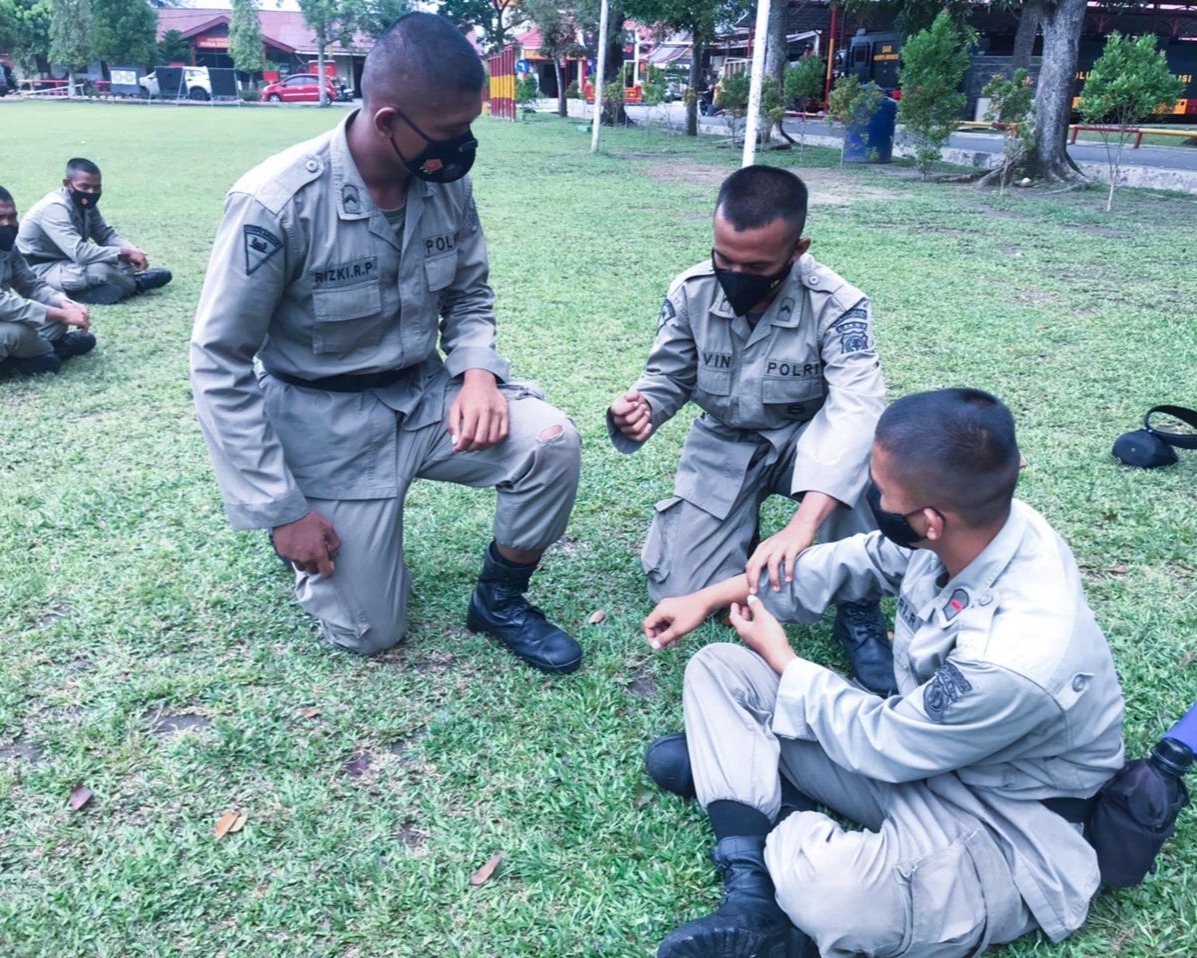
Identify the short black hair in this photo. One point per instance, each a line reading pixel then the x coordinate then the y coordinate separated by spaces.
pixel 420 53
pixel 78 164
pixel 957 448
pixel 754 196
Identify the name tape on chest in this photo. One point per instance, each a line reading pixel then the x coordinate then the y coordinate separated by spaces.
pixel 260 246
pixel 346 273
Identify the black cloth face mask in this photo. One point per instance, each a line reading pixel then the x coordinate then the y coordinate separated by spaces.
pixel 441 161
pixel 85 200
pixel 746 290
pixel 894 526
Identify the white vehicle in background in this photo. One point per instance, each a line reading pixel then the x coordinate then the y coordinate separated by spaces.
pixel 199 84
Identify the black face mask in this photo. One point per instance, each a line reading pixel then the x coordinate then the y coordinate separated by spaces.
pixel 441 161
pixel 893 525
pixel 85 200
pixel 746 290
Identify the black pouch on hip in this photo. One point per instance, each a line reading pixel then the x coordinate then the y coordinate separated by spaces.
pixel 1150 447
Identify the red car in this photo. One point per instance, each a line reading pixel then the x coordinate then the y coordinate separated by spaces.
pixel 298 88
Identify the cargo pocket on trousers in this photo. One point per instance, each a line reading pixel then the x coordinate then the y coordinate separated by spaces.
pixel 658 547
pixel 947 903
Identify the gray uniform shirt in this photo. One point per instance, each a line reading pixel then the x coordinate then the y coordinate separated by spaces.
pixel 23 296
pixel 808 375
pixel 1007 693
pixel 56 229
pixel 308 274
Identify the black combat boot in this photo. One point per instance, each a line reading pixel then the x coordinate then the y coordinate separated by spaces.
pixel 30 365
pixel 103 295
pixel 667 762
pixel 152 279
pixel 499 608
pixel 748 922
pixel 861 629
pixel 74 344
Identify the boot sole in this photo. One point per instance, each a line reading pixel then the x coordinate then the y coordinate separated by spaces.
pixel 739 943
pixel 477 625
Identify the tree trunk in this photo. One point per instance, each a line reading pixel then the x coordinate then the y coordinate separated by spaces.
pixel 697 52
pixel 1053 95
pixel 1025 40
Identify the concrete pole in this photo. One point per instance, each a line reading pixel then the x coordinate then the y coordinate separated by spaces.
pixel 600 68
pixel 758 79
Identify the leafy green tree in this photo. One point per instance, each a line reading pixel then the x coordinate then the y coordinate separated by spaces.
────────────────────────────────────────
**Your task:**
Reproduce the lines from the entries above, starting with the line containing "Identify the boot" and continuing through the line containing "pixel 477 625", with both of those lines included.

**Reply to the task:**
Identify the boot sole in this photo. One point per instance, each a line reading pixel then the x coordinate then the y coordinate separated by spaces.
pixel 739 943
pixel 477 625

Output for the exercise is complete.